▶ **Problem description**:
Output each entry verbatim and exclude every picture from it.

▶ **Exercise materials**:

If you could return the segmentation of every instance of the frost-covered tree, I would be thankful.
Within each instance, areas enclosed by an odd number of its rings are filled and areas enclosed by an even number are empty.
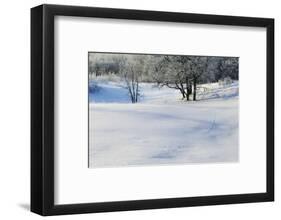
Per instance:
[[[237,57],[220,57],[217,65],[216,80],[223,80],[226,77],[238,80],[238,68]]]
[[[209,57],[190,57],[188,60],[188,66],[190,75],[192,77],[192,84],[193,84],[193,101],[196,101],[196,94],[197,94],[197,84],[202,77],[203,73],[206,72]]]
[[[89,74],[91,77],[99,76],[102,74],[103,57],[100,54],[90,54],[89,55]]]
[[[157,68],[156,82],[160,86],[179,90],[182,98],[187,101],[192,94],[193,86],[193,100],[195,101],[197,84],[205,73],[208,62],[208,57],[164,56],[155,66]]]
[[[144,56],[120,56],[116,61],[119,65],[119,75],[125,82],[132,103],[139,101],[141,77],[147,71]]]
[[[155,81],[159,86],[177,89],[182,98],[191,94],[190,74],[186,56],[162,56],[155,64]]]
[[[197,100],[199,83],[214,82],[225,77],[238,79],[238,58],[209,56],[162,56],[155,65],[158,85],[177,89],[183,99]]]

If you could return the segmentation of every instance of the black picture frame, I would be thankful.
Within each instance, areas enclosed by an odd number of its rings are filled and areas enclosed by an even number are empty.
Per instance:
[[[118,202],[54,204],[54,17],[79,16],[194,24],[265,27],[266,192]],[[40,5],[31,9],[31,211],[61,215],[274,200],[274,19]]]

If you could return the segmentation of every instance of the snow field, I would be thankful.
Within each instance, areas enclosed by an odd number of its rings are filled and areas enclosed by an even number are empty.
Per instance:
[[[89,95],[91,168],[238,161],[238,82],[201,85],[195,102],[151,83],[136,104],[117,82],[98,87]]]

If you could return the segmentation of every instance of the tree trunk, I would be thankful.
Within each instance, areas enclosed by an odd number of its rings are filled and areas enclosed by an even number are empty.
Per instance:
[[[185,99],[185,90],[184,90],[183,83],[180,83],[180,92],[182,95],[182,99]]]
[[[182,99],[185,99],[185,92],[183,90],[180,90],[181,95],[182,95]]]
[[[186,101],[189,101],[189,80],[188,77],[185,77],[185,84],[186,84]]]
[[[193,79],[193,101],[196,101],[196,85],[197,85],[197,79]]]
[[[137,80],[136,81],[136,86],[137,86],[137,88],[136,88],[136,102],[138,102],[138,96],[139,96],[139,81]]]
[[[180,88],[180,92],[181,92],[181,95],[182,95],[182,99],[185,99],[185,91],[184,91],[184,88]]]

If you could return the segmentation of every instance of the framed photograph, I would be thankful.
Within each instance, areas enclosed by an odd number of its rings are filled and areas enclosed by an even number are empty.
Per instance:
[[[273,19],[31,9],[31,211],[273,200]]]

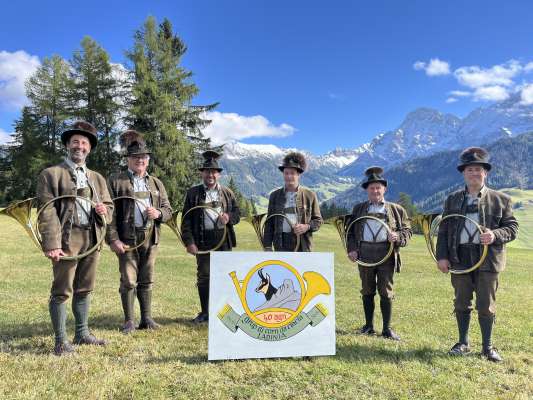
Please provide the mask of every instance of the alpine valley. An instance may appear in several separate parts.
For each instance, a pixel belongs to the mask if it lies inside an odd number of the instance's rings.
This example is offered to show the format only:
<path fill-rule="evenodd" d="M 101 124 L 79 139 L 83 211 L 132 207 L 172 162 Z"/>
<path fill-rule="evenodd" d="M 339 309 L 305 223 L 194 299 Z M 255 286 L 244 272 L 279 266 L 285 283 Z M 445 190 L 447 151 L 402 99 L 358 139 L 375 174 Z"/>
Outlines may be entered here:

▶ **Exercise output**:
If you could return the segmentation of every instance of the frost-covered tree, I would be thankful.
Within each instance, areas enclosed by an odd number of its rings are filled and areas enclosed by an even number are empty.
Per instance:
[[[237,57],[220,57],[217,65],[216,80],[223,80],[226,77],[238,80],[238,68]]]
[[[209,57],[190,57],[188,60],[188,66],[190,75],[192,77],[192,84],[193,84],[193,101],[196,101],[196,94],[197,94],[197,84],[202,77],[203,73],[206,72]]]
[[[89,74],[91,77],[99,76],[102,74],[103,57],[100,54],[90,54],[89,55]]]
[[[157,68],[156,82],[160,86],[179,90],[182,98],[187,101],[192,94],[193,86],[193,100],[195,101],[197,84],[205,73],[208,62],[208,57],[164,56],[155,66]]]
[[[144,56],[120,56],[116,61],[119,65],[119,75],[125,82],[132,103],[139,101],[141,77],[147,71]]]
[[[155,81],[159,86],[177,89],[182,98],[191,94],[190,74],[186,56],[162,56],[155,64]]]
[[[197,100],[199,83],[214,82],[225,77],[238,79],[238,58],[209,56],[162,56],[155,65],[158,85],[177,89],[183,99]]]

If you could return the segmentation of every instance of the black picture frame, I would be thankful.
Within each instance, areas enclosed by an odd number of its rings are filled and areas enclosed by an even number are empty.
Per instance:
[[[118,202],[54,204],[54,17],[79,16],[194,24],[265,27],[266,192]],[[40,5],[31,9],[31,211],[61,215],[274,200],[274,19]]]

If you could return the segmentation of every instance of the snow field, I would be thankful.
Within each instance, areas enclosed by an odd number of its rings are filled and areas enclosed by an even number are empty.
Per instance:
[[[89,95],[91,168],[238,161],[238,82],[201,85],[195,102],[151,83],[136,104],[117,82],[98,87]]]

If you could return the segmentation of every instance of the tree trunk, I would be thankful.
Within each instance, areas enclosed by an odd number of its rings are filled and areas enclosed by an even number are empty.
Per instance:
[[[185,99],[185,90],[184,90],[183,83],[180,83],[180,92],[182,95],[182,99]]]
[[[182,99],[185,99],[185,92],[183,90],[180,90],[181,95],[182,95]]]
[[[186,101],[189,101],[189,80],[188,77],[185,77],[185,84],[186,84]]]
[[[193,79],[193,101],[196,101],[196,85],[197,85],[197,79]]]
[[[137,80],[136,81],[136,86],[137,86],[137,88],[136,88],[136,102],[138,102],[138,96],[139,96],[139,81]]]
[[[180,88],[180,92],[181,92],[181,95],[182,95],[182,99],[185,99],[185,91],[184,91],[184,88]]]

If you could return the segmentation of every instance of the framed photograph, I would be thankful.
Within each instance, areas enclosed by an odd number of its rings are filled and areas enclosed by an even number are empty.
Per instance:
[[[273,19],[31,9],[31,211],[273,200]]]

Please provide the mask of every instance of the alpine valley. An instance may appear in several separate parts.
For each instance, a pixel belongs to the mask if it lies inside an odd number of the instance's rings.
This example is offered to show the format only:
<path fill-rule="evenodd" d="M 101 124 L 79 139 L 83 211 L 132 207 L 172 162 Z"/>
<path fill-rule="evenodd" d="M 339 309 L 305 223 L 194 299 Z M 255 286 L 244 272 L 279 266 L 285 283 Z M 445 190 L 447 151 L 402 99 L 358 139 L 375 174 Z"/>
Outlines may be entered here:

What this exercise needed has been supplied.